** TEXTO DO EXERCÍCIO **
▼
No Fórum Desembargador Filinto Bastos, em Feira de Santana, na Bahia, a audiência de instrução e julgamento da Operação El Patrón ocorreu nesta segunda-feira (1º). Durante a sessão, uma testemunha arrolada pela defesa foi ouvida, assim como todos os réus da operação.
Conforme informou o Acorda Cidade, o advogado Bender Nascimento destacou que as próximas etapas do processo incluem diligências a serem feitas por alguns dos advogados representando os réus. Após essas medidas, o caso será encaminhado ao Ministério Público (MP) para a elaboração de um resumo.
Em sua explanação, Nascimento explicou que se trata das chamadas alegações finais. “Após as alegações finais ofertadas pelo órgão acusatório do Ministério Público, estas alegações e o processo seguem para as respectivas defesas, que também apresentarão suas manifestações. Com as alegações finais da acusação e da defesa apresentadas, o processo fica maduro para a sentença do juízo”, afirmou.
O advogado Gamil Foppel, que representa um dos réus, Binho Galinha, considerou que “se houvesse certeza da existência de elementos para a condenação, eles não teriam reaberto as investigações quando a instrução já estava praticamente concluída”. Foppel anunciou que aguarda o desenrolar e os próximos atos processuais.
Até o momento, o único habeas corpus analisado foi o indeferimento da liminar pelo Tribunal de Justiça da Bahia. “O STJ aplicou um enunciado de súmula, a Súmula 691, que diz que não cabe habeas corpus contra ato de relator que indefere a liminar”, concluiu Foppel.
▲
(Registros armazenados)
▼
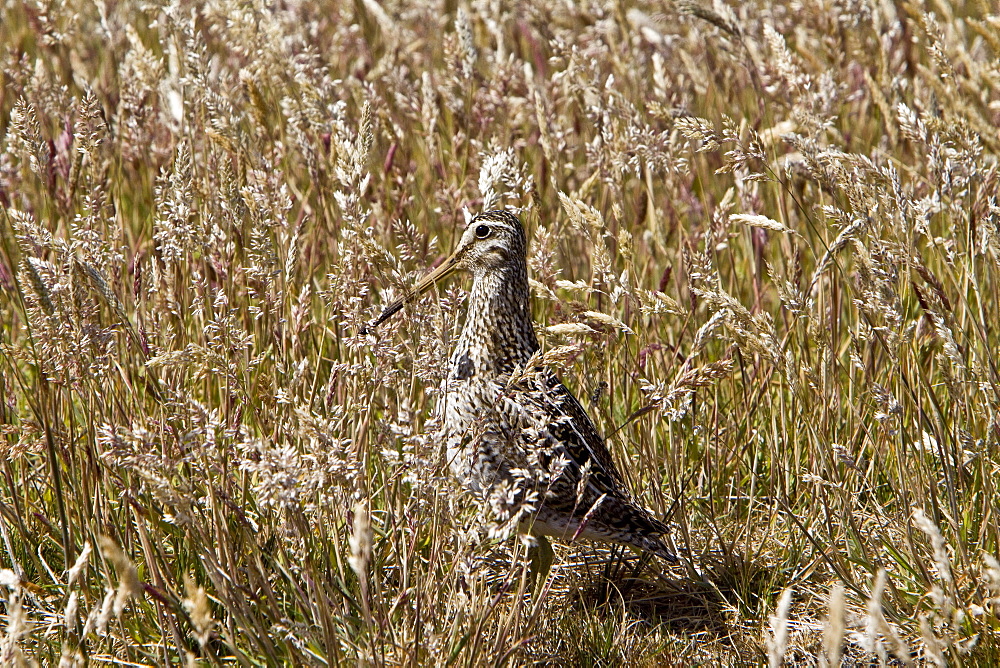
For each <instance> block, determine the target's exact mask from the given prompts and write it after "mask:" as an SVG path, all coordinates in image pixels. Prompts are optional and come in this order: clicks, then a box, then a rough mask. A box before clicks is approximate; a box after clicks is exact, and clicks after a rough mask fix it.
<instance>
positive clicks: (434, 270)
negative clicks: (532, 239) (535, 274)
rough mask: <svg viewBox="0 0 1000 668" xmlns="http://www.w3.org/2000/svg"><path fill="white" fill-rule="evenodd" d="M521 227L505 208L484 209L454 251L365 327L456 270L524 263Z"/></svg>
mask: <svg viewBox="0 0 1000 668" xmlns="http://www.w3.org/2000/svg"><path fill="white" fill-rule="evenodd" d="M525 248H526V242H525V236H524V227H523V226H522V225H521V221H520V220H518V219H517V216H515V215H514V214H512V213H510V212H508V211H486V212H484V213H481V214H479V215H478V216H476V217H475V218H473V219H472V220H471V221H470V222H469V225H468V227H467V228H466V229H465V232H464V233H463V234H462V238H461V239H460V240H459V242H458V245H457V246H456V247H455V250H454V252H453V253H452V254H451V255H449V256H448V257H447V258H445V260H444V261H443V262H442V263H441V264H440V265H438V266H437V268H435V269H434V270H433V271H431V272H430V273H429V274H427V275H426V276H424V277H423V278H421V279H420V280H419V281H417V284H416V285H414V286H413V288H412V289H410V290H409V291H408V292H407V293H406V294H404V295H403V296H402V297H400V298H399V299H397V300H396V301H394V302H393V303H391V304H389V305H388V306H387V307H385V309H384V310H383V311H382V313H381V314H380V315H379V317H378V318H376V319H375V320H373V321H372V322H371V323H370V324H369V325H368V326H367V327H366V328H365V330H370V329H373V328H375V327H376V326H378V325H379V324H381V323H382V322H384V321H385V320H387V319H389V318H390V317H391V316H392V315H393V314H395V313H396V312H398V311H399V310H400V309H402V308H403V305H404V304H406V303H408V302H411V301H414V300H415V299H417V298H418V297H420V296H421V295H422V294H424V293H425V292H427V291H428V290H430V289H431V288H432V287H434V286H435V285H437V284H438V283H439V282H441V281H442V280H443V279H445V278H447V277H448V276H450V275H451V274H453V273H455V272H457V271H468V272H471V273H472V274H473V275H475V276H481V275H484V274H487V273H490V272H494V271H500V270H502V269H504V268H505V267H508V266H516V265H518V264H523V263H524V256H525Z"/></svg>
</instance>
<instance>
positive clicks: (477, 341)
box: [451, 263, 538, 379]
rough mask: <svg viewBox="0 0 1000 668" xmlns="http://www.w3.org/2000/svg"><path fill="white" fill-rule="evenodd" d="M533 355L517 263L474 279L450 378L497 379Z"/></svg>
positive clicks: (533, 327)
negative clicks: (461, 333) (473, 378)
mask: <svg viewBox="0 0 1000 668" xmlns="http://www.w3.org/2000/svg"><path fill="white" fill-rule="evenodd" d="M537 350H538V339H537V338H536V337H535V330H534V327H533V326H532V322H531V308H530V306H529V300H528V272H527V268H526V267H525V265H524V264H523V263H518V264H516V265H510V266H506V267H503V268H501V269H497V270H493V271H487V272H483V273H481V274H477V275H476V277H475V280H474V281H473V283H472V291H471V292H470V293H469V308H468V312H467V315H466V319H465V327H464V328H463V329H462V334H461V336H460V337H459V339H458V345H457V346H456V347H455V353H454V355H453V356H452V360H451V361H452V376H453V377H456V378H459V379H465V378H470V377H473V376H478V377H480V378H482V377H494V378H495V377H497V376H501V375H503V374H505V373H510V371H512V370H513V369H514V367H515V366H518V365H523V364H524V363H525V362H527V361H528V359H529V358H530V357H531V355H532V354H533V353H534V352H535V351H537Z"/></svg>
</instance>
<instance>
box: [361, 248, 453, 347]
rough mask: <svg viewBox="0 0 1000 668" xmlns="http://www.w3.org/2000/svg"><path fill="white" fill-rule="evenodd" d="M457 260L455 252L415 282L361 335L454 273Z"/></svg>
mask: <svg viewBox="0 0 1000 668" xmlns="http://www.w3.org/2000/svg"><path fill="white" fill-rule="evenodd" d="M458 258H459V253H458V252H457V251H456V252H454V253H452V254H451V255H450V256H448V258H447V259H446V260H445V261H444V262H442V263H441V264H440V265H439V266H438V268H437V269H435V270H433V271H432V272H430V273H429V274H427V275H426V276H424V277H423V278H421V279H420V280H419V281H417V284H416V285H414V286H413V289H412V290H410V291H409V292H407V293H406V294H405V295H403V296H402V297H400V298H399V299H397V300H396V301H394V302H392V303H391V304H389V305H388V306H386V307H385V308H384V309H383V310H382V313H381V314H379V317H377V318H375V319H374V320H372V321H371V322H370V323H368V324H367V325H366V326H365V327H363V328H362V330H361V333H362V334H367V333H368V332H370V331H371V330H373V329H375V328H376V327H378V326H379V325H381V324H382V323H383V322H385V321H386V320H388V319H389V318H391V317H392V316H394V315H395V314H396V313H398V312H399V311H400V310H401V309H402V308H403V306H404V305H406V304H408V303H410V302H412V301H414V300H416V299H417V298H418V297H420V295H422V294H424V293H425V292H427V291H428V290H430V289H431V288H432V287H433V286H434V285H435V284H436V283H437V282H438V281H440V280H441V279H442V278H445V277H446V276H448V275H449V274H451V273H452V272H453V271H455V269H457V268H458Z"/></svg>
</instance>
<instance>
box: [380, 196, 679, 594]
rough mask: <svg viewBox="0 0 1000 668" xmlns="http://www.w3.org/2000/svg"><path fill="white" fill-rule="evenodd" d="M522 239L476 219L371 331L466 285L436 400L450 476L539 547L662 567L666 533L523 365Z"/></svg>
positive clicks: (558, 398) (519, 233)
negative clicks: (628, 553) (436, 400)
mask: <svg viewBox="0 0 1000 668" xmlns="http://www.w3.org/2000/svg"><path fill="white" fill-rule="evenodd" d="M525 251H526V243H525V236H524V228H523V227H522V226H521V221H520V220H518V219H517V217H516V216H514V215H512V214H510V213H508V212H506V211H488V212H486V213H482V214H480V215H478V216H476V217H475V218H474V219H473V220H472V221H471V222H470V223H469V226H468V229H466V231H465V233H464V234H463V235H462V239H461V241H459V243H458V247H457V248H456V249H455V252H454V253H452V254H451V256H450V257H448V258H447V259H446V260H445V261H444V262H443V263H442V264H441V265H440V266H439V267H438V268H436V269H435V270H434V271H432V272H430V273H429V274H427V275H426V276H425V277H424V278H423V279H421V280H420V281H419V282H418V283H417V284H416V286H414V288H413V289H412V290H410V291H409V292H408V293H406V294H405V295H404V296H403V297H402V298H400V299H398V300H396V301H395V302H393V303H392V304H390V305H389V306H387V307H386V308H385V310H384V311H382V314H381V315H379V317H378V318H376V319H375V320H374V321H372V323H371V324H370V325H369V327H368V329H371V328H373V327H375V326H377V325H378V324H379V323H381V322H383V321H384V320H386V319H387V318H389V317H390V316H392V315H393V314H394V313H396V312H397V311H399V310H400V309H401V308H402V307H403V305H404V304H405V303H407V302H408V301H411V300H413V299H416V298H417V297H418V296H420V295H421V294H423V293H424V292H426V291H427V290H429V289H430V288H431V287H433V286H434V285H435V284H437V283H438V282H439V281H441V280H442V279H444V278H445V277H447V276H449V275H450V274H452V273H454V272H456V271H460V270H465V271H468V272H470V273H471V274H472V276H473V282H472V291H471V292H470V294H469V300H468V314H467V316H466V320H465V326H464V328H463V329H462V334H461V336H460V337H459V339H458V344H457V345H456V346H455V350H454V352H453V353H452V355H451V362H450V369H449V372H448V377H447V380H446V388H445V389H446V391H445V393H444V396H443V401H444V406H443V407H442V408H443V415H444V434H443V437H444V440H445V442H446V444H447V449H448V458H449V462H450V464H451V469H452V471H453V472H454V474H455V476H456V477H457V478H458V479H459V480H461V481H462V482H463V483H464V484H465V485H466V486H467V487H468V488H469V489H471V490H472V491H473V492H475V493H476V494H478V495H480V496H481V497H482V498H484V500H486V501H487V502H488V503H489V504H490V505H491V507H492V509H493V511H494V512H495V513H496V519H497V520H498V521H499V522H500V523H501V524H505V525H506V526H507V527H508V528H511V529H514V528H516V529H517V530H518V531H520V532H523V533H530V534H532V535H534V536H536V537H537V538H538V539H539V550H538V551H537V552H536V553H535V554H534V555H533V564H534V566H535V567H536V570H541V571H542V573H543V577H544V573H545V572H547V570H548V567H549V565H550V564H551V558H552V553H551V547H550V546H549V544H548V541H547V540H546V539H545V536H553V537H556V538H559V539H562V540H575V539H577V538H584V539H589V540H598V541H608V542H614V543H622V544H625V545H631V546H634V547H637V548H640V549H642V550H646V551H648V552H652V553H653V554H656V555H658V556H660V557H662V558H664V559H666V560H668V561H676V557H675V556H674V555H673V554H672V553H671V552H670V550H668V549H667V546H666V545H665V544H664V542H663V540H662V539H661V538H660V536H661V535H663V534H664V533H666V531H667V527H666V526H665V525H664V524H663V523H662V522H660V521H658V520H656V519H655V518H654V517H653V516H652V515H651V514H650V513H649V511H647V510H646V509H644V508H643V507H642V506H640V505H638V504H637V503H636V502H635V500H634V499H633V498H632V495H631V493H630V492H629V490H628V487H627V485H626V484H625V481H624V480H623V478H622V476H621V474H620V473H619V471H618V469H617V468H616V467H615V464H614V461H613V460H612V459H611V454H610V453H609V452H608V449H607V446H606V445H605V442H604V439H603V438H602V437H601V435H600V434H599V433H598V431H597V428H596V427H595V426H594V423H593V421H591V419H590V416H588V415H587V412H586V411H585V410H584V408H583V407H582V406H581V405H580V402H579V401H577V399H576V397H574V396H573V394H572V393H571V392H570V391H569V390H568V389H566V387H565V386H564V385H563V384H562V383H561V382H560V381H559V379H558V378H556V376H555V374H553V373H552V372H551V371H550V370H549V369H547V368H545V367H541V366H538V365H537V363H536V362H537V358H535V359H534V360H533V359H532V356H533V355H534V354H535V353H536V352H537V351H538V339H537V338H536V337H535V330H534V327H533V326H532V321H531V312H530V308H529V299H528V296H529V295H528V271H527V264H526V261H525Z"/></svg>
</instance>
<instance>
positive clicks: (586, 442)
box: [511, 369, 631, 500]
mask: <svg viewBox="0 0 1000 668" xmlns="http://www.w3.org/2000/svg"><path fill="white" fill-rule="evenodd" d="M512 390H513V392H512V396H511V398H512V399H513V400H514V401H515V402H516V403H517V404H519V405H520V407H521V409H522V411H523V414H526V415H531V416H532V417H533V419H534V421H535V422H536V423H537V422H540V423H541V424H540V425H539V426H541V427H542V428H543V431H544V432H546V436H547V437H546V438H544V440H545V441H548V443H547V445H548V446H549V447H553V449H555V450H558V451H559V453H560V454H563V455H565V456H566V457H567V458H568V459H569V460H570V465H571V470H570V471H567V473H569V476H570V478H572V479H574V482H575V480H576V478H577V477H578V475H579V474H578V473H577V474H576V475H574V472H575V471H577V472H578V471H579V470H580V469H582V468H583V467H584V466H587V467H588V468H589V477H590V480H589V484H590V485H593V486H594V487H596V489H595V490H594V491H596V492H598V493H599V494H604V493H607V494H609V495H611V496H616V497H619V498H622V499H628V500H630V499H631V494H630V492H629V490H628V486H627V485H626V484H625V481H624V479H623V478H622V476H621V473H619V471H618V468H617V467H616V466H615V463H614V460H613V459H612V458H611V453H610V452H608V447H607V445H606V443H605V440H604V438H603V437H602V436H601V434H600V432H598V430H597V427H596V426H595V425H594V422H593V421H592V420H591V419H590V416H589V415H588V414H587V411H586V410H585V409H584V408H583V406H581V405H580V402H579V401H578V400H577V398H576V397H575V396H573V393H572V392H570V391H569V390H568V389H567V388H566V386H565V385H563V384H562V382H561V381H560V380H559V379H558V378H557V377H556V375H555V374H554V373H552V372H551V371H549V370H548V369H540V370H538V371H536V372H534V373H529V374H528V375H527V376H526V377H524V378H523V379H522V380H520V381H519V382H517V383H516V384H515V385H514V387H513V388H512ZM540 444H541V443H540ZM588 462H589V465H588Z"/></svg>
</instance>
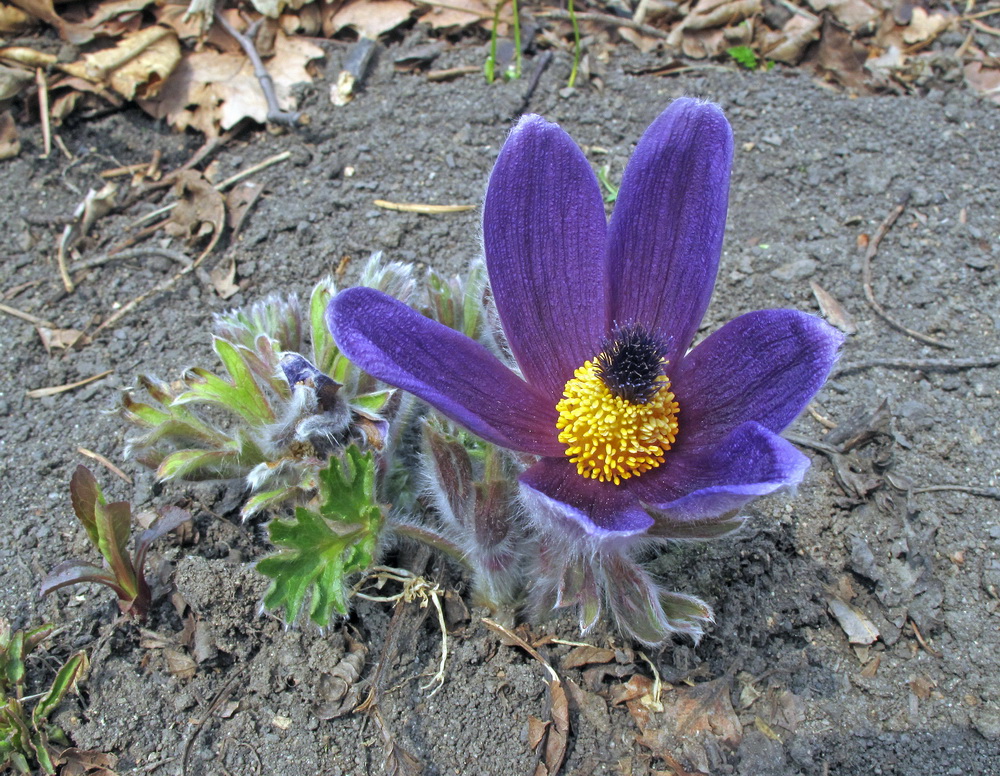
▲
** ORDEM DE TRABALHO 1 **
De acordo com o texto sobre a Operação El Patrón, qual súmula o STJ aplicou, segundo Foppel?
** ORDEM DE TRABALHO 2 **
Reproduza fielmente o trecho do texto sobre a Operação El Patrón que começa em "Conforme informou o" e segue até "de um resumo.".

** RESPOSTA FINAL 1 **
A Súmula 691.

** RESPOSTA FINAL 2 **
Conforme informou o Acorda Cidade, o advogado Bender Nascimento destacou que as próximas etapas do processo incluem diligências a serem feitas por alguns dos advogados representando os réus. Após essas medidas, o caso será encaminhado ao Ministério Público (MP) para a elaboração de um resumo.